[SUPPLIED TEXT]
The principle is to go to the source. By that swamp in India the malaria-stricken villagers cared for each other and nursed the sick, but that was not a real solution. Karma brings the difficult circumstances but we can make new karma by changing them. We should go the source of the difficulties. Rather than palliating the effects of human cruelty, which is responsible for most of human suffering, we should try to change the source. At the beginning of the Gita, in the introduction, S’ankara says: ‘The Lord taught this classic to Arjuna, not merely for the sake of Arjuna, but knowing it would finally spread. What the great man does, many other people will imitate. As Arjuna practises, it will spread to others and it will relieve the situation on earth’.

There has to be a word about the superimposition of the world illusion. In S’ankara’s philosophy the world is an illusion. As the Gita repeatedly says: ‘The Lord has projected by his maya, his trick-of-magic, an illusion, and it is to provide a stage, so to speak, on which men can act and work out their past karma, the karma they have accumulated from actions in previous lives’. We are to realise that the illusion is not like the free-association of dreams, but it has a basis, and the classical examples given are a mirage in a desert, or a snake seen projected on to a rope.

[INFORMATION SUPPLIED]
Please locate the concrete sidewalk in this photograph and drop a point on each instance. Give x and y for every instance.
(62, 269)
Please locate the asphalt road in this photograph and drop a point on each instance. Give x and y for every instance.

[WRITTEN TASK A] In the text on the Gita, why did the Lord teach this classic to Arjuna? Answer in one to three sentences.
[WRITTEN TASK B] List every personal name, place name and book title that appears in the text on the Gita.
[WRITTEN TASK C] Please reproduce the text on the Gita from "There has to" up to and including "on to a rope.".

[WORKED SOLUTION A] He taught it knowing it would finally spread, not merely for Arjuna's sake. What the great man does, many others will imitate, so as Arjuna practised it, it would spread to others and relieve the situation on earth.

[WORKED SOLUTION B] India, the Gita, S'ankara, Arjuna

[WORKED SOLUTION C]
There has to be a word about the superimposition of the world illusion. In S’ankara’s philosophy the world is an illusion. As the Gita repeatedly says: ‘The Lord has projected by his maya, his trick-of-magic, an illusion, and it is to provide a stage, so to speak, on which men can act and work out their past karma, the karma they have accumulated from actions in previous lives’. We are to realise that the illusion is not like the free-association of dreams, but it has a basis, and the classical examples given are a mirage in a desert, or a snake seen projected on to a rope.